What you are asked to do. Print every record below exactly as written.

== Extracted records

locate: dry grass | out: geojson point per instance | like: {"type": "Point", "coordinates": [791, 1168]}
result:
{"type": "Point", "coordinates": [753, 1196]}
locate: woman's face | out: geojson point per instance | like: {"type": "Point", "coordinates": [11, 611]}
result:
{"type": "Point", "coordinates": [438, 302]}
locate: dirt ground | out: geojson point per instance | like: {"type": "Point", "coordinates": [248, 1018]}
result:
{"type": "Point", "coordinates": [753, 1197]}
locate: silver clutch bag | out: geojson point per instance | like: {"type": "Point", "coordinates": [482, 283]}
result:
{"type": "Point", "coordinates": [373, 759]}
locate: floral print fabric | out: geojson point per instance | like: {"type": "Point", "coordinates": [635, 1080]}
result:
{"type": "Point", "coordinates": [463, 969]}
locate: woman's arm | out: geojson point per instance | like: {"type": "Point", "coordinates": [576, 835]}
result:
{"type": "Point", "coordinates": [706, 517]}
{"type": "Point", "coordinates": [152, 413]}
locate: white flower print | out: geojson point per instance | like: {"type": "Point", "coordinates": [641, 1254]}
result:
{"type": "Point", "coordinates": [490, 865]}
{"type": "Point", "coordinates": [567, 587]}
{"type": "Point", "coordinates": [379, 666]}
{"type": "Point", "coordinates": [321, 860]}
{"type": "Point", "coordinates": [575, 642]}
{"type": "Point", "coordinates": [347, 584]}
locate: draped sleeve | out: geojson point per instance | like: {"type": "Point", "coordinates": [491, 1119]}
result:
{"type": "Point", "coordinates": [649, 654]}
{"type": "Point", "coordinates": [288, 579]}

====

Reply.
locate: dry grass | out: geojson point per instance | like: {"type": "Point", "coordinates": [791, 1168]}
result:
{"type": "Point", "coordinates": [753, 1196]}
locate: woman's face | out: geojson point per instance | like: {"type": "Point", "coordinates": [11, 611]}
result:
{"type": "Point", "coordinates": [438, 302]}
locate: dirt ground | out: geojson point per instance | like: {"type": "Point", "coordinates": [248, 1018]}
result:
{"type": "Point", "coordinates": [753, 1197]}
locate: silver clutch bag | out: geojson point per instance | like: {"type": "Point", "coordinates": [482, 283]}
result:
{"type": "Point", "coordinates": [373, 759]}
locate: floral print fabric | out: geojson point per instance | like: {"type": "Point", "coordinates": [635, 1080]}
result:
{"type": "Point", "coordinates": [463, 969]}
locate: woman's arm | out: geojson point per instance | like: {"type": "Point", "coordinates": [576, 835]}
result:
{"type": "Point", "coordinates": [706, 517]}
{"type": "Point", "coordinates": [152, 413]}
locate: white flower print | out: geojson point per instance | like: {"type": "Point", "coordinates": [641, 1254]}
result:
{"type": "Point", "coordinates": [490, 865]}
{"type": "Point", "coordinates": [567, 587]}
{"type": "Point", "coordinates": [379, 666]}
{"type": "Point", "coordinates": [321, 860]}
{"type": "Point", "coordinates": [575, 642]}
{"type": "Point", "coordinates": [347, 584]}
locate: draped sleeve | out: geojson point per instance | like: {"type": "Point", "coordinates": [491, 1119]}
result:
{"type": "Point", "coordinates": [649, 654]}
{"type": "Point", "coordinates": [288, 579]}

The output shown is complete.